[Items from a data source]
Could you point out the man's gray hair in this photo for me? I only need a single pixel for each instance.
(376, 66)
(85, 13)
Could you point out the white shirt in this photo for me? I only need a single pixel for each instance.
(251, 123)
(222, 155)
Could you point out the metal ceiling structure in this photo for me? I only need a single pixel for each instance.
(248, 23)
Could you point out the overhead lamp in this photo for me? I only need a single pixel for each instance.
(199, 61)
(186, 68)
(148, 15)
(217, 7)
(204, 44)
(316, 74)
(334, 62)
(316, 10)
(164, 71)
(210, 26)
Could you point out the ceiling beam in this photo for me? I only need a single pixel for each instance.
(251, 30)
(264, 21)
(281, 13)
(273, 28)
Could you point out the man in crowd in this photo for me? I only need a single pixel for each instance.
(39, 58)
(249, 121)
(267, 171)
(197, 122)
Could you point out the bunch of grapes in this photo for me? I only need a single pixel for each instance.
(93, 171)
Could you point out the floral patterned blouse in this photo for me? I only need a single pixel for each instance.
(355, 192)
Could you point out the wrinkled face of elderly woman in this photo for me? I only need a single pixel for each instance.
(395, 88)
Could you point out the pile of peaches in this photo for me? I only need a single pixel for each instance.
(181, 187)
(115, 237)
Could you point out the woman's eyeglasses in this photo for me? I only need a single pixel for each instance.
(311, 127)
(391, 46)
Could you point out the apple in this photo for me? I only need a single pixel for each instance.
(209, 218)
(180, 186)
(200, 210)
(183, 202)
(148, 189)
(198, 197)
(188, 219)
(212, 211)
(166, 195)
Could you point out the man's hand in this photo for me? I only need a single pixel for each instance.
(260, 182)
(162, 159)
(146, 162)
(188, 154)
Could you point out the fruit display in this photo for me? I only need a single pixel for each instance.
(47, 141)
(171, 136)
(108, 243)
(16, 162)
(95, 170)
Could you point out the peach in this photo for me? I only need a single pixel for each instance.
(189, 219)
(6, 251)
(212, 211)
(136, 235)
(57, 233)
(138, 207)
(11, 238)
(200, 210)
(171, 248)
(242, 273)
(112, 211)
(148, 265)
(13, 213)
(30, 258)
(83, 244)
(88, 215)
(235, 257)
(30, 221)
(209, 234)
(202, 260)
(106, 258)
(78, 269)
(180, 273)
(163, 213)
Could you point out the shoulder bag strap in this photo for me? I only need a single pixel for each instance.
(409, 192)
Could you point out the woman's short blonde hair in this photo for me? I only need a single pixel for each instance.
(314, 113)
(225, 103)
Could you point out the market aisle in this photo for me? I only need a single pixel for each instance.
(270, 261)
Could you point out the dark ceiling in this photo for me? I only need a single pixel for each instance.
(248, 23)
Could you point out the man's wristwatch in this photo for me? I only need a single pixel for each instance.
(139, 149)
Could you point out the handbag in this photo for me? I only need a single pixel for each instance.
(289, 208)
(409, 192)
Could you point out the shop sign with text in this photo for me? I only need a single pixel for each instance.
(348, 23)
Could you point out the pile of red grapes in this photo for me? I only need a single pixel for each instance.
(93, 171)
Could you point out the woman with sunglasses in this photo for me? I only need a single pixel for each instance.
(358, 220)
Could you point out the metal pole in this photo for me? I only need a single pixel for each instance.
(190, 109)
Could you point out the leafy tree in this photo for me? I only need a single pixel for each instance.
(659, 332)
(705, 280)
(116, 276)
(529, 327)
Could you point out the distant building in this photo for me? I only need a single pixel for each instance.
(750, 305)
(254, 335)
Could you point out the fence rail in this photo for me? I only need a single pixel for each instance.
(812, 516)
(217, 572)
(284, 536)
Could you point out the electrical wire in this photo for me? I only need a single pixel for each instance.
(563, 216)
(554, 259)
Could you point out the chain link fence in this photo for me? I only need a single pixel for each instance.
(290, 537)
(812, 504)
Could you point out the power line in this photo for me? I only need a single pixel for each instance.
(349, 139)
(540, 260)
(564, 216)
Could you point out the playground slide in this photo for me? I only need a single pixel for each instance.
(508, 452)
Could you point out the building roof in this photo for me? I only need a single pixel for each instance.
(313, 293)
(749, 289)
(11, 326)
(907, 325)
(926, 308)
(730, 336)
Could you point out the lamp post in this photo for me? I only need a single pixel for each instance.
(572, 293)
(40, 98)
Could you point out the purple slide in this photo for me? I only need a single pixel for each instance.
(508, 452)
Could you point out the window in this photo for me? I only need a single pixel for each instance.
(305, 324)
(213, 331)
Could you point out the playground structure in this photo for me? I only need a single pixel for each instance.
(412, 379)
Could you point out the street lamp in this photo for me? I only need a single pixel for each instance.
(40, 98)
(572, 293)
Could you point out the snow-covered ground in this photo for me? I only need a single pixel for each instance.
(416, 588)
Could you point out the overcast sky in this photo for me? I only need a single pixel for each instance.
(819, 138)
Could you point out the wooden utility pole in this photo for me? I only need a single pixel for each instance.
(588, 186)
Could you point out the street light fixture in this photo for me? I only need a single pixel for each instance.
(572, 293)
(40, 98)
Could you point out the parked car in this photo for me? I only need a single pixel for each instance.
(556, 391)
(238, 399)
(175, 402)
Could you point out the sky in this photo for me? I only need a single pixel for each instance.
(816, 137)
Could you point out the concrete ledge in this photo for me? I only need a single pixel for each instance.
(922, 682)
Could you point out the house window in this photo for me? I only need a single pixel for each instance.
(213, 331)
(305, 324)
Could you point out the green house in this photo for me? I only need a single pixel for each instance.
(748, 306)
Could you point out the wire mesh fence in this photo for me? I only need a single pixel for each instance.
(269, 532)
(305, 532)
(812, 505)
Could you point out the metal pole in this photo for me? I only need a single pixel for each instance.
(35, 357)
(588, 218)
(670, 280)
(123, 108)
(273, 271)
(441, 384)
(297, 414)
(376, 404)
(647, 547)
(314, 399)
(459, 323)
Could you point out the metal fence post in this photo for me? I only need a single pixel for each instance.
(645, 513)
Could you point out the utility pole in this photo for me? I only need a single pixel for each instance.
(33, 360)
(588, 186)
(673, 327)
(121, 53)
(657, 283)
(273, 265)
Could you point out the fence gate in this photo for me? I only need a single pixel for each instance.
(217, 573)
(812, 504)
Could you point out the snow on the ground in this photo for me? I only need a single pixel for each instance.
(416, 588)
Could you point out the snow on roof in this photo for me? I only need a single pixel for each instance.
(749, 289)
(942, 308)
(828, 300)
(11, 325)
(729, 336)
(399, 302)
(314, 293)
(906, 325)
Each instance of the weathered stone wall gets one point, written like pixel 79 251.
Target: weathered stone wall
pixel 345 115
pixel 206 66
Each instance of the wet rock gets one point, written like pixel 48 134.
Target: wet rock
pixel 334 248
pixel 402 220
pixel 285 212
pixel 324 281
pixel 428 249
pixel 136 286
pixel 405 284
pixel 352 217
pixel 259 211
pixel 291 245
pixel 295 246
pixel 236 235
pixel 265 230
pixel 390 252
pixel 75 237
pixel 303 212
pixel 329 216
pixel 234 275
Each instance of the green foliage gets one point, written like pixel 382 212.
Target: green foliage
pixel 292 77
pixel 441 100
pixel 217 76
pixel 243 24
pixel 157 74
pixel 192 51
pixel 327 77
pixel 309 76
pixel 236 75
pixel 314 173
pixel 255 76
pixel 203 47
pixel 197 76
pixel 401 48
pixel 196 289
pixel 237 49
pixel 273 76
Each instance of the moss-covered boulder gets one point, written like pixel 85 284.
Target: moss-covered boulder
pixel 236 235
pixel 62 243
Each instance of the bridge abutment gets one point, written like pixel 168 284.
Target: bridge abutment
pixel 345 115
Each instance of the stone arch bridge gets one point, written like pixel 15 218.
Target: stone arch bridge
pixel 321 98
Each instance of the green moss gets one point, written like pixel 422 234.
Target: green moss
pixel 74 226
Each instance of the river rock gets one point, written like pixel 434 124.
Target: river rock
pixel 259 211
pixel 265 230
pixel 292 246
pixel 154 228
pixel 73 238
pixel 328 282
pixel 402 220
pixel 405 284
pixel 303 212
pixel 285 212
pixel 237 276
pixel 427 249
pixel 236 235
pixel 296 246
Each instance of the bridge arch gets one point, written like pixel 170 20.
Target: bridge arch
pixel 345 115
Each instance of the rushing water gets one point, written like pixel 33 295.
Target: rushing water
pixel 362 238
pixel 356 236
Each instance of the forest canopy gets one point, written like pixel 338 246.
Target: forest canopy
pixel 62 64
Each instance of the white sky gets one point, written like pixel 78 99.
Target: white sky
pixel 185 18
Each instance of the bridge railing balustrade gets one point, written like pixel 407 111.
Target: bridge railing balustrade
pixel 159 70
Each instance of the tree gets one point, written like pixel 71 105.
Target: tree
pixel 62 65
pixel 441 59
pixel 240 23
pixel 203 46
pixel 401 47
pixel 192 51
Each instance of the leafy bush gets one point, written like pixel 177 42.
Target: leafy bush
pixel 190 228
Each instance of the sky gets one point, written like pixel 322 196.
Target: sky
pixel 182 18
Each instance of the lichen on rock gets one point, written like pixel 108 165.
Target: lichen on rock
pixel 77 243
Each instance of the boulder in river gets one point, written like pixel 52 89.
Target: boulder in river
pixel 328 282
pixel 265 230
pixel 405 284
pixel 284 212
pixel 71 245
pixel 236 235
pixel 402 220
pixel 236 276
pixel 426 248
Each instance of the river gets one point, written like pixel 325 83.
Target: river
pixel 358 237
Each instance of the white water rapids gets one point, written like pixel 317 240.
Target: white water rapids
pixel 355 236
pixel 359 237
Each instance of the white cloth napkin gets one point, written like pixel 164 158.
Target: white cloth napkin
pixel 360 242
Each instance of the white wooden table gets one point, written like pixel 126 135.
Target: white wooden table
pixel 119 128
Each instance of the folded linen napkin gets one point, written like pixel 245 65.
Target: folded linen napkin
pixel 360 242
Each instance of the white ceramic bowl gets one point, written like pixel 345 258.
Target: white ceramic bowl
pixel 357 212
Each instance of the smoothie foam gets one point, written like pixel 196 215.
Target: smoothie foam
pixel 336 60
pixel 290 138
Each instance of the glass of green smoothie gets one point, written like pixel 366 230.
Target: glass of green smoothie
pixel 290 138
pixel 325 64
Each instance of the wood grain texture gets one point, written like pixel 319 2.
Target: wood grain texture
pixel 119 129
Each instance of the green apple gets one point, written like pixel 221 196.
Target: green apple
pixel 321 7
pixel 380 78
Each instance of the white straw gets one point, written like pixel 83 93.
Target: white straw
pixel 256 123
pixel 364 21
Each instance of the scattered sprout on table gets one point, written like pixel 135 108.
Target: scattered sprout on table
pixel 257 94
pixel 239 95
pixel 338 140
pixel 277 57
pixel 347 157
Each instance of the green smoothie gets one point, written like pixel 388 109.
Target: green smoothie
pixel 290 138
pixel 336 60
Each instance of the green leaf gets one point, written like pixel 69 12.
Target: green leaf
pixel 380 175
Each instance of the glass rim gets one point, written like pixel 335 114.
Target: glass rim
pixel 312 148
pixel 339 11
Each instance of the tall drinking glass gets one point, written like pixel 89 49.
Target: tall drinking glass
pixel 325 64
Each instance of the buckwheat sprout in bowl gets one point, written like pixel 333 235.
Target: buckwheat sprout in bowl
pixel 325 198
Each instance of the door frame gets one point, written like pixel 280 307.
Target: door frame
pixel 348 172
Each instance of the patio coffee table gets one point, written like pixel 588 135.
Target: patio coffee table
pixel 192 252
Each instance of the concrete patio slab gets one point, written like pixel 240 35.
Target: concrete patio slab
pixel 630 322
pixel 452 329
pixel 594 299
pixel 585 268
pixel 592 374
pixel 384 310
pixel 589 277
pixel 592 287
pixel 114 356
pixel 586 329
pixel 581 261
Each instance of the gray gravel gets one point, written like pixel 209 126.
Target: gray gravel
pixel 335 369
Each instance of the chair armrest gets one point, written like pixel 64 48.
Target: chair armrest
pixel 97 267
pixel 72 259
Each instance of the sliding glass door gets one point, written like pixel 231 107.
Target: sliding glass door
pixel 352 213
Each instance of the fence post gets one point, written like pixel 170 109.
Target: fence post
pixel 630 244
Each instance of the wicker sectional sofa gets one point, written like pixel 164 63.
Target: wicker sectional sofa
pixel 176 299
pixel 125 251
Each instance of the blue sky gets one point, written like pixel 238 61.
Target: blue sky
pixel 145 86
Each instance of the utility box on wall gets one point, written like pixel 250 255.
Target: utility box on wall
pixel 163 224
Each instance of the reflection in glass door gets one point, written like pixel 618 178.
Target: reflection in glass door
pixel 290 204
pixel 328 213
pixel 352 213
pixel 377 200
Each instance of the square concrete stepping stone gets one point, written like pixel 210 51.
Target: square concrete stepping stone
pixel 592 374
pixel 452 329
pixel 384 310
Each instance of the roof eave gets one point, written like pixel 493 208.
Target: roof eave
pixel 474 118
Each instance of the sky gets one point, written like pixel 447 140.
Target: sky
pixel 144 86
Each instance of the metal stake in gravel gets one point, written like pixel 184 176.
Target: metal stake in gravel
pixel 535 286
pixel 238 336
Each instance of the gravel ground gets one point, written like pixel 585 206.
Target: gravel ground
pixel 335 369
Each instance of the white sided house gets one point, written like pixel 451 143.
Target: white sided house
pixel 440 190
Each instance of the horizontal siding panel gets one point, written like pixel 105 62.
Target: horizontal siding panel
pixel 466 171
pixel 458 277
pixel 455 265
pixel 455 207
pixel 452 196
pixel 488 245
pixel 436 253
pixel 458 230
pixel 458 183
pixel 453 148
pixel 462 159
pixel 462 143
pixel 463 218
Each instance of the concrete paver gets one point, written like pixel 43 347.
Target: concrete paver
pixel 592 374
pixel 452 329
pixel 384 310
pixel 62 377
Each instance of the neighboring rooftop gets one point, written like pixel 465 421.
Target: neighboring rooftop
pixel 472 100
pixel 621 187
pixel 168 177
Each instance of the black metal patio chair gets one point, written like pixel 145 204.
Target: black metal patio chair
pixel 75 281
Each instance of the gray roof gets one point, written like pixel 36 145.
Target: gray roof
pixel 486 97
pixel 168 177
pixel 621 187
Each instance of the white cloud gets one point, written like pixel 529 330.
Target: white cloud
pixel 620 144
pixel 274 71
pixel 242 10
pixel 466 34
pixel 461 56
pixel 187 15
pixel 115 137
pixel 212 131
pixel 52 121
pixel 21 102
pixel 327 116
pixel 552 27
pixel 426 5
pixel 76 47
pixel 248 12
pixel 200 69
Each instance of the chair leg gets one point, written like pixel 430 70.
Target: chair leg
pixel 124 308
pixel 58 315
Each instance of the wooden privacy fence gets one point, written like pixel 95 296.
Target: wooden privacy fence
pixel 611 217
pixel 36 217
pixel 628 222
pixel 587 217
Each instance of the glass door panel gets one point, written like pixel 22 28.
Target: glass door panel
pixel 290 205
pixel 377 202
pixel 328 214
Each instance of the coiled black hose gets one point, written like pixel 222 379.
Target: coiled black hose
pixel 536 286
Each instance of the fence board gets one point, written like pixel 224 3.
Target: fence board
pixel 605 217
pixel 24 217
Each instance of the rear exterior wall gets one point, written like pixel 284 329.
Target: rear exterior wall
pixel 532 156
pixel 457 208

Try it
Starting at the line that has "Target: glass of green smoothie" in the records above, restate word for word every line until the one that has "Each instance of the concrete patio", and include that one as well.

Result of this task
Target: glass of green smoothie
pixel 290 138
pixel 325 64
Each instance of the wood grain texture gets one point, written like pixel 319 2.
Target: wood grain texture
pixel 119 129
Each instance of the green apple gets one point, written like pixel 221 196.
Target: green apple
pixel 321 7
pixel 380 78
Each instance of the white straw gets one point, written like pixel 83 93.
Target: white straw
pixel 256 123
pixel 364 21
Each instance of the scattered sprout on table gets one point, written like pixel 135 108.
Target: scattered sprout on table
pixel 257 94
pixel 239 95
pixel 338 140
pixel 277 57
pixel 347 157
Each instance of the green smoothie gets one point, written like pixel 388 109.
Target: green smoothie
pixel 290 138
pixel 336 60
Each instance of the green leaf gets one point, written like pixel 69 12.
Target: green leaf
pixel 380 175
Each instance of the glass rim gets one point, written like pixel 335 114.
Target: glass rim
pixel 312 148
pixel 339 11
Each instance of the tall drinking glass gets one point, written like pixel 89 49.
Target: tall drinking glass
pixel 325 64
Each instance of the buckwheat sprout in bowl gets one point, written like pixel 333 235.
Target: buckwheat sprout in bowl
pixel 325 198
Each instance of the door frame gets one point, written like pixel 280 307.
Target: door frame
pixel 348 172
Each instance of the patio coffee table gets one point, written like pixel 588 135.
Target: patio coffee table
pixel 192 252
Each instance of the concrete patio slab gets one point, written like pixel 240 35.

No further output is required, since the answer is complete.